• _Task prompt_:
Write out every entry again exactly as it stands.

Start of Materials provided

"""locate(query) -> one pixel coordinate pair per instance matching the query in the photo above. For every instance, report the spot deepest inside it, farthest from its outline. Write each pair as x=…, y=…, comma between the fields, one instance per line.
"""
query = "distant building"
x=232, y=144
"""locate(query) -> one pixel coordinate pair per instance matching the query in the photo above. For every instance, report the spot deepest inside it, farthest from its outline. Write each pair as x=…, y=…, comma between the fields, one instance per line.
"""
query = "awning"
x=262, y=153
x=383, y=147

End of Materials provided

• _Task solution_:
"""locate(query) -> one pixel coordinate pair per instance matching the query in the photo above. For every instance, report the spot deepest inside it, farthest from its outline. Write each pair as x=…, y=…, comma between the fields, one instance per line.
"""
query = "distant building"
x=232, y=144
"""locate(query) -> one pixel coordinate pair per instance matching the query in the photo above. For every instance, report the spot deepest inside it, farthest from its outline. Write each pair as x=…, y=…, comma between the fields, one instance per line.
"""
query = "awning"
x=262, y=153
x=383, y=147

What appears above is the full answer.